• **About this task**
From the first line to the last, restate every record word for word, leaving out the pictures.

Referring expression pointing data:
•••••
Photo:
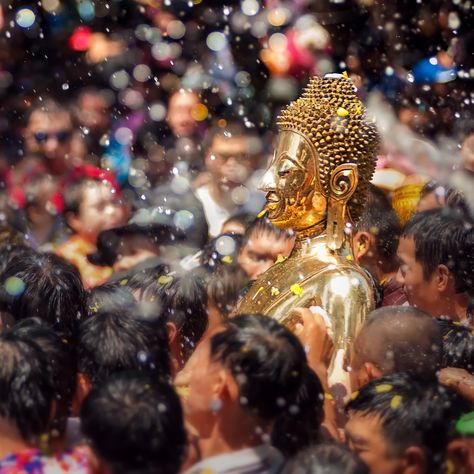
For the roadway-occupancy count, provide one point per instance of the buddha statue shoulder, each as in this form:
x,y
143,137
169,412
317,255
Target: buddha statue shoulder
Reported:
x,y
316,185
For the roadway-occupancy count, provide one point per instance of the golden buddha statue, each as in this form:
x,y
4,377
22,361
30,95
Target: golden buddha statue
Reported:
x,y
316,185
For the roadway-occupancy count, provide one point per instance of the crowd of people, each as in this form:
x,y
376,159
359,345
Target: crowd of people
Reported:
x,y
133,136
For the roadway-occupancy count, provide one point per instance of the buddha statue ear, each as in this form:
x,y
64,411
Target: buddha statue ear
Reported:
•••••
• **Written response**
Photo:
For the roadway-occupancy count, provide one point per instance of the buddha statue shoulder, each as in this form:
x,y
143,137
169,412
317,255
Target: buddha statue shoulder
Reported:
x,y
316,185
For the roadway-occupancy count, provide one point per instance of the golden buddha statue, each as in this form:
x,y
4,377
22,361
30,95
Target: golden buddha statue
Reported:
x,y
316,185
For the roadway-occupancy count, provide one point per instance of the crowd of people, each as in this form:
x,y
376,159
359,345
Target: crowd of people
Reported:
x,y
133,136
For the roadway-occupancy count, provide one point per instance of the buddha statue ear, each as in this form:
x,y
64,411
Target: buddha statue ear
Reported:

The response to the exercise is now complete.